Task to complete » Reproduce every one of the items below verbatim, line for line.

Stored data:
--------
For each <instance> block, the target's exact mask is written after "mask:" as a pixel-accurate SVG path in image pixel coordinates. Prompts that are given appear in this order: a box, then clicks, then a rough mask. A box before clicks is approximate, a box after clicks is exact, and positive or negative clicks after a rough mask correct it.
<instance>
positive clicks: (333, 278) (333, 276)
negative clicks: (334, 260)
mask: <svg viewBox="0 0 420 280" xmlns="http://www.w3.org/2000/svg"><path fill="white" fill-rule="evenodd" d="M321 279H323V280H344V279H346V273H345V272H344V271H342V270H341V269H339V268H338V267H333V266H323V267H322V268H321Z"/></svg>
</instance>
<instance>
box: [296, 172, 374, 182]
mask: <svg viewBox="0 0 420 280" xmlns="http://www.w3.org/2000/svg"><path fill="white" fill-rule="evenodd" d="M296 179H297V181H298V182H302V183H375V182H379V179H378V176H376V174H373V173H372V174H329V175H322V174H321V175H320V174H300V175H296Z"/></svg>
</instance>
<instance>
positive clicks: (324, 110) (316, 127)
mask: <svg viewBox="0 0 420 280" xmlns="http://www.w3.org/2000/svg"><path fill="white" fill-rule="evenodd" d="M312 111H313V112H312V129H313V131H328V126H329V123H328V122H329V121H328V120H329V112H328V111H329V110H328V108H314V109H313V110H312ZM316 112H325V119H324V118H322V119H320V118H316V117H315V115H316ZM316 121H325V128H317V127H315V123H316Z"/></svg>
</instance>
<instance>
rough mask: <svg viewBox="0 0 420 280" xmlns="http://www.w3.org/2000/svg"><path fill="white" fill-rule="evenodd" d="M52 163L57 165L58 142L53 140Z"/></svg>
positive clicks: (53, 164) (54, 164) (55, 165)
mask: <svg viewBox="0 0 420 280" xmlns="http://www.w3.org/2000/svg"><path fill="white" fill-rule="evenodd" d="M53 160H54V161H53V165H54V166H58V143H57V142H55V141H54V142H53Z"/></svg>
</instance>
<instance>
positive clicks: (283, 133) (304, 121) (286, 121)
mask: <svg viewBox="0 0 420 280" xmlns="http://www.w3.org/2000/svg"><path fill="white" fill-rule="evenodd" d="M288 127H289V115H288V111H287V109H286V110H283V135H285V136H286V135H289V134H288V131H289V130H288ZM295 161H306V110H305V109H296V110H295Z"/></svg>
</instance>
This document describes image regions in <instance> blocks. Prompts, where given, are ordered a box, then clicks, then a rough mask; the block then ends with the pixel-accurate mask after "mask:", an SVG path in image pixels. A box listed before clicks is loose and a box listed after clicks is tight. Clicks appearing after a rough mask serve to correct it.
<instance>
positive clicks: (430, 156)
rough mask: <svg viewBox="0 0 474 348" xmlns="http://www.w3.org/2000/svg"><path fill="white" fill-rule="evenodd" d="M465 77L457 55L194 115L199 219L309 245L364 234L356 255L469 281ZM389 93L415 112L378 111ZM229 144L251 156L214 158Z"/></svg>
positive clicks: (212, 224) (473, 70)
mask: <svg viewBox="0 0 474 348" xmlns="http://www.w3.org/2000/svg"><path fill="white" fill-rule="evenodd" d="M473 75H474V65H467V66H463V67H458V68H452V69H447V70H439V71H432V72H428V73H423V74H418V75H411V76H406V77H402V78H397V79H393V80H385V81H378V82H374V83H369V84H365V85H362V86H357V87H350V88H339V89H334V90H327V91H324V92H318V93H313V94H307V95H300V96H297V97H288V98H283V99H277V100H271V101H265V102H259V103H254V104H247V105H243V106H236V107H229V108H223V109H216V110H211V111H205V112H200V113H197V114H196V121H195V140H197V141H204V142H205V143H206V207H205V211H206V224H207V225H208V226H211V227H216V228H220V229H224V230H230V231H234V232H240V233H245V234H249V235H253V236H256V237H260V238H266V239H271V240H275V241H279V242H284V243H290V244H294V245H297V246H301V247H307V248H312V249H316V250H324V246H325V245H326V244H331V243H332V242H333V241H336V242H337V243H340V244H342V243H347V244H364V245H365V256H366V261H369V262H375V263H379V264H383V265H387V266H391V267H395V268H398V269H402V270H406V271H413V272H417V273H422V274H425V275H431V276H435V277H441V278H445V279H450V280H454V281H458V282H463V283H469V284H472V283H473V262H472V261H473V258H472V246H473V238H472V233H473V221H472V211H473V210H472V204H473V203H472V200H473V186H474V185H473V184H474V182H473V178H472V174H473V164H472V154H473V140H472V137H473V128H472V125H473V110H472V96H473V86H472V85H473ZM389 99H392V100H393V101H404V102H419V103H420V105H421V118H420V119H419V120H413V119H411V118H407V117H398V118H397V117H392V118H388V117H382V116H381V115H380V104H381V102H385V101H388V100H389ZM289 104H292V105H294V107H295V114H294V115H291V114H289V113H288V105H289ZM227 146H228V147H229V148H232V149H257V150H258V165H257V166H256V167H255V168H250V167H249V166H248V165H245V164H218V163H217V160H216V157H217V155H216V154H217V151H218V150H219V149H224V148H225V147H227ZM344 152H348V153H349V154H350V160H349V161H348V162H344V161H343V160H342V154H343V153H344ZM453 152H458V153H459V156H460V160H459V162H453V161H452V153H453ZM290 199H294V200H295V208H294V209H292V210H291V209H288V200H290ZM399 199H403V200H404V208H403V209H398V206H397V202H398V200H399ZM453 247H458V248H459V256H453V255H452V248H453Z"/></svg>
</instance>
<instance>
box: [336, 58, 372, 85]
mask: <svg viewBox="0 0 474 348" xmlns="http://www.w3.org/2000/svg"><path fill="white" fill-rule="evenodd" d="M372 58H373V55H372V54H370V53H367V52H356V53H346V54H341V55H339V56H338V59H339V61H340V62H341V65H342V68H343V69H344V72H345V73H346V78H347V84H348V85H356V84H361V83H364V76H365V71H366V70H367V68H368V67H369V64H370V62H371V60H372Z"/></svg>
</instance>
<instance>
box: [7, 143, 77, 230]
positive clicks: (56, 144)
--------
Result »
For each <instance> block, the target's exact mask is written after "mask:" as a pixel-accurate SVG path in image pixel coordinates. Prompts that are given appear in this order: a box, then clicks, then a rough mask. A box before clicks is approximate, a box after clicks is exact, and positive or negative clicks after a rough mask correct it.
<instance>
positive clicks: (333, 278) (333, 276)
negative clicks: (334, 260)
mask: <svg viewBox="0 0 420 280" xmlns="http://www.w3.org/2000/svg"><path fill="white" fill-rule="evenodd" d="M321 279H323V280H344V279H346V273H345V272H344V271H342V270H341V269H339V268H338V267H333V266H323V267H322V268H321Z"/></svg>
</instance>
<instance>
box: [296, 172, 374, 182]
mask: <svg viewBox="0 0 420 280" xmlns="http://www.w3.org/2000/svg"><path fill="white" fill-rule="evenodd" d="M296 179H297V181H298V182H302V183H375V182H379V179H378V176H376V174H373V173H372V174H329V175H322V174H321V175H320V174H300V175H296Z"/></svg>
</instance>
<instance>
positive clicks: (324, 110) (316, 127)
mask: <svg viewBox="0 0 420 280" xmlns="http://www.w3.org/2000/svg"><path fill="white" fill-rule="evenodd" d="M312 111H313V112H312V129H313V131H328V126H329V123H328V122H329V121H328V120H329V112H328V111H329V110H328V108H314V109H313V110H312ZM316 112H325V119H324V118H322V119H320V118H316V117H315V115H316ZM316 121H325V128H317V127H315V123H316Z"/></svg>
</instance>
<instance>
rough mask: <svg viewBox="0 0 420 280" xmlns="http://www.w3.org/2000/svg"><path fill="white" fill-rule="evenodd" d="M52 163L57 165L58 142L53 140Z"/></svg>
positive clicks: (53, 164) (54, 164) (55, 165)
mask: <svg viewBox="0 0 420 280" xmlns="http://www.w3.org/2000/svg"><path fill="white" fill-rule="evenodd" d="M53 160H54V161H53V165H54V166H58V143H57V142H55V141H54V142H53Z"/></svg>
</instance>
<instance>
positive clicks: (283, 133) (304, 121) (286, 121)
mask: <svg viewBox="0 0 420 280" xmlns="http://www.w3.org/2000/svg"><path fill="white" fill-rule="evenodd" d="M288 127H289V115H288V111H287V109H286V110H283V135H285V136H286V135H289V134H288V131H289V130H288ZM295 161H306V110H305V109H296V110H295Z"/></svg>
</instance>
This document describes image regions in <instance> blocks. Prompts, where given, are ordered a box, then clicks, then a rough mask; the block then ends with the pixel-accurate mask after "mask:", an SVG path in image pixels. A box listed before clicks is loose and a box listed after clicks is tight. Clicks appearing after a rough mask serve to correct it.
<instance>
positive clicks: (430, 156)
rough mask: <svg viewBox="0 0 474 348" xmlns="http://www.w3.org/2000/svg"><path fill="white" fill-rule="evenodd" d="M465 77L457 55L194 115L199 219L309 245L364 234L356 255L469 281ZM389 93L415 112L378 111ZM229 144L251 156L214 158Z"/></svg>
positive clicks: (212, 224) (473, 70)
mask: <svg viewBox="0 0 474 348" xmlns="http://www.w3.org/2000/svg"><path fill="white" fill-rule="evenodd" d="M473 75H474V65H467V66H463V67H458V68H452V69H447V70H439V71H432V72H428V73H423V74H418V75H411V76H406V77H402V78H397V79H393V80H385V81H378V82H374V83H369V84H365V85H362V86H357V87H350V88H339V89H334V90H327V91H324V92H318V93H313V94H307V95H300V96H297V97H288V98H283V99H277V100H271V101H265V102H259V103H254V104H247V105H243V106H236V107H229V108H223V109H216V110H211V111H205V112H200V113H197V114H196V121H195V140H197V141H204V142H205V143H206V207H205V211H206V224H207V225H208V226H211V227H216V228H220V229H224V230H230V231H234V232H240V233H245V234H249V235H253V236H256V237H260V238H266V239H271V240H275V241H279V242H284V243H290V244H294V245H297V246H301V247H307V248H312V249H316V250H324V246H325V245H326V244H331V243H332V242H333V241H336V242H337V243H340V244H342V243H347V244H364V245H365V256H366V261H369V262H375V263H379V264H383V265H387V266H391V267H395V268H398V269H402V270H406V271H413V272H417V273H422V274H425V275H431V276H435V277H441V278H445V279H450V280H454V281H458V282H463V283H469V284H472V283H473V262H472V261H473V258H472V246H473V238H472V233H473V221H472V211H473V210H472V204H473V203H472V200H473V186H474V185H473V184H474V182H473V178H472V174H473V164H472V154H473V140H472V137H473V128H472V125H473V110H472V96H473V86H472V85H473ZM389 99H392V100H393V101H404V102H419V103H420V105H421V118H420V119H419V120H413V119H411V118H407V117H398V118H397V117H392V118H388V117H382V116H381V115H380V104H381V102H385V101H388V100H389ZM289 104H292V105H294V107H295V114H294V115H291V114H289V113H288V105H289ZM227 146H228V147H229V148H232V149H257V150H258V165H257V166H256V167H255V168H250V167H249V166H248V165H245V164H218V163H217V160H216V157H217V155H216V154H217V151H218V150H219V149H224V148H225V147H227ZM344 152H348V153H349V154H350V160H349V161H348V162H344V161H343V160H342V154H343V153H344ZM453 152H458V153H459V156H460V160H459V162H453V161H452V153H453ZM290 199H294V200H295V208H294V209H292V210H291V209H288V200H290ZM399 199H403V200H404V208H403V209H398V206H397V202H398V200H399ZM453 247H458V248H459V256H453V255H452V248H453Z"/></svg>
</instance>
<instance>
box: [336, 58, 372, 85]
mask: <svg viewBox="0 0 474 348" xmlns="http://www.w3.org/2000/svg"><path fill="white" fill-rule="evenodd" d="M372 58H373V55H372V54H370V53H367V52H356V53H346V54H341V55H339V56H338V59H339V61H340V62H341V65H342V68H343V69H344V72H345V73H346V78H347V84H348V85H356V84H361V83H364V76H365V71H366V70H367V68H368V67H369V64H370V62H371V60H372Z"/></svg>
</instance>
<instance>
box: [7, 143, 77, 230]
positive clicks: (56, 144)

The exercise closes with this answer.